- [Trecho do texto]:

--

E nem todo francês é enólogo. Gostam muito de vinho, é certo, e o bebem muito. Orgulham-se da reconhecida excelência do produto nacional e o colocam, tal como a Torre Eifel, como símbolo gaulês. Muito bem. Mas quer isso dizer que lá não existem abstêmios? Ou que todos sabem distinguir as uvas, os terroirs, as safras e os produtores? Claro que não. Tem muito francês que substitui o vinho pela Coca-Cola, acreditem. Escondidos, é certo, mas que tem, tem.
E nem todo grego quebra pratos, como o Zorba do filme. Nos restaurantes típicos, é natural que tais tipos sejam facilmente encontrados, fazendo parte do cenário e da encenação que deles se espera. Mas fora daí também? Duvido muito. Até porque prato não é barato e ninguém vai fazer graça de graça, não é mesmo? E a propósito, se a filosofia nasceu na Grécia, difícil é hoje se achar um grego filósofo.

--

Entradas do conjunto de dados:
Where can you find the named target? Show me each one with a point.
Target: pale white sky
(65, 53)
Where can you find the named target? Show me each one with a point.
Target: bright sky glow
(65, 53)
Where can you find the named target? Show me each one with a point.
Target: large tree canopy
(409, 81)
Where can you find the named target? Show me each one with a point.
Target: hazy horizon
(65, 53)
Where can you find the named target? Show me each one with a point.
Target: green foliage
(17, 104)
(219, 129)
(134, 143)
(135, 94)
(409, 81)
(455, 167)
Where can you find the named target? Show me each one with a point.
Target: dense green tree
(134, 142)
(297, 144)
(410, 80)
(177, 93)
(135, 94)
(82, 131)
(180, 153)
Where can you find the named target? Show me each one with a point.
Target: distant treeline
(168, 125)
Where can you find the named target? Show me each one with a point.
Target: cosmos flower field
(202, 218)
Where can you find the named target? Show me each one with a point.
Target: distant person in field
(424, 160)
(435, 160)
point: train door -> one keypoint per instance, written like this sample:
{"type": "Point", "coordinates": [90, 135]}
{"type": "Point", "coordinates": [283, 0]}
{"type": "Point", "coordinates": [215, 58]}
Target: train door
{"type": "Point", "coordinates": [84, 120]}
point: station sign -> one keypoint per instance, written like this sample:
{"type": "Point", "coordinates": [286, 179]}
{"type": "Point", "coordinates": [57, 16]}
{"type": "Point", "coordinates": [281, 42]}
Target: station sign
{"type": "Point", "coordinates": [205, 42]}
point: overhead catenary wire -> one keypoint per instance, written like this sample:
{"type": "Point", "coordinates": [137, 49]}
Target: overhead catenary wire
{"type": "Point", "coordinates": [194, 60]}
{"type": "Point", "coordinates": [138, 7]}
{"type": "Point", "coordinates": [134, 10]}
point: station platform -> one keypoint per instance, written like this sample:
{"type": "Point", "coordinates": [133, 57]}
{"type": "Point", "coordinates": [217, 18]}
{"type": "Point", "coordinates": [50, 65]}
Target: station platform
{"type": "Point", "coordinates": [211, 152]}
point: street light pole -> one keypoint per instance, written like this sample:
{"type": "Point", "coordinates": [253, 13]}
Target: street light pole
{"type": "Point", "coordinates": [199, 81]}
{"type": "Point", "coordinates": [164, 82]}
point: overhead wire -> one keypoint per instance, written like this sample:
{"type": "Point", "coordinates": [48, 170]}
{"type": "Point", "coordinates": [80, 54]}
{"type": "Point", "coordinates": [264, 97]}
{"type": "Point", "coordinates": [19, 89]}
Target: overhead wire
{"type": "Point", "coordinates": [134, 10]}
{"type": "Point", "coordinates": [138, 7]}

--

- [Problemas a resolver]:
1. Responda, com base no texto sobre franceses e gregos:
(a) Segundo o texto, os franceses colocam o vinho como símbolo gaulês tal como qual monumento?
(b) Qual bebida, de acordo com o texto, muito francês usa no lugar do vinho?
(c) Em que país, conforme o texto, nasceu a filosofia?
2. Reproduza literalmente o trecho do texto sobre franceses e gregos, desde “E nem todo francês” até “que tem, tem.”, inclusive.
As linhas vêm de outra fonte, sem relação com o texto.

- [Respostas por tarefa]:
1.
(a) A Torre Eifel.
(b) A Coca-Cola.
(c) Na Grécia.

2.
E nem todo francês é enólogo. Gostam muito de vinho, é certo, e o bebem muito. Orgulham-se da reconhecida excelência do produto nacional e o colocam, tal como a Torre Eifel, como símbolo gaulês. Muito bem. Mas quer isso dizer que lá não existem abstêmios? Ou que todos sabem distinguir as uvas, os terroirs, as safras e os produtores? Claro que não. Tem muito francês que substitui o vinho pela Coca-Cola, acreditem. Escondidos, é certo, mas que tem, tem.